--- START OF Document passage ---

People see a wagging tail as the equivalent of a smile – if a dog wags its tail, it’s happy! In reality, how dogs move their tails is more like a sign language than an expression, and even the direction of the wag can communicate a lot that humans don’t understand. How neat!
But this leaves a lot of questions in the air, like how do they learn to communicate and how can I be sure I understand my pup to the best of my ability?
Fear not, a happy dog is pretty easy to spot compared to an angry dog, as you know. But, there are times when people and other dogs may get mixed signals and put themselves in a stressful and potentially dangerous situation.
Have you ever wondered “why do dogs wag their tails?” Well, learn the answer to that question below.
Learning To Wag
Just like our babies, dogs need to learn how to communicate. If your pup was moved from its litter at the correct age, it likely picked up a few details, but ongoing socialization helps it understand communication better!
Isolated dogs may give off mixed signals to other dogs simply because they can’t properly communicate their emotions and may give off the wrong cues. Dogs use their tails to convey a range of emotions, and wagging is often involved.
A Wagging Tail Means A Happy Dog, Right?
Do you know a person who hardly smiles, even when they’re happy? Well, a dog’s tail can be influenced by its unique personality and temperament. Not all dogs wag when they’re excited. We’ve met a lot of friendly pups who grin ear to ear but rarely wag. This is also a common trait for larger dogs that need to use more energy to move it around.

--- END OF Document passage ---

To be done ::
(1) Reproduce the dog tail passage starting with "Learning To Wag" and going on through "move it around.", changing "socialization" to "training".
(2) According to the dog tail passage, what can influence a dog's tail?
Rely only on the dog tail passage for your answers.

--- START OF Source material ---

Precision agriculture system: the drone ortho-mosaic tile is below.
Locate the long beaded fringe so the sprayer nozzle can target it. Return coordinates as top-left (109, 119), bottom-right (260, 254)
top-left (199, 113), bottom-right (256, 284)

--- END OF Source material ---

Results of the exercise ::
(1)
Learning To Wag
Just like our babies, dogs need to learn how to communicate. If your pup was moved from its litter at the correct age, it likely picked up a few details, but ongoing training helps it understand communication better!
Isolated dogs may give off mixed signals to other dogs simply because they can’t properly communicate their emotions and may give off the wrong cues. Dogs use their tails to convey a range of emotions, and wagging is often involved.
A Wagging Tail Means A Happy Dog, Right?
Do you know a person who hardly smiles, even when they’re happy? Well, a dog’s tail can be influenced by its unique personality and temperament. Not all dogs wag when they’re excited. We’ve met a lot of friendly pups who grin ear to ear but rarely wag. This is also a common trait for larger dogs that need to use more energy to move it around.

(2) A dog's tail can be influenced by its unique personality and temperament.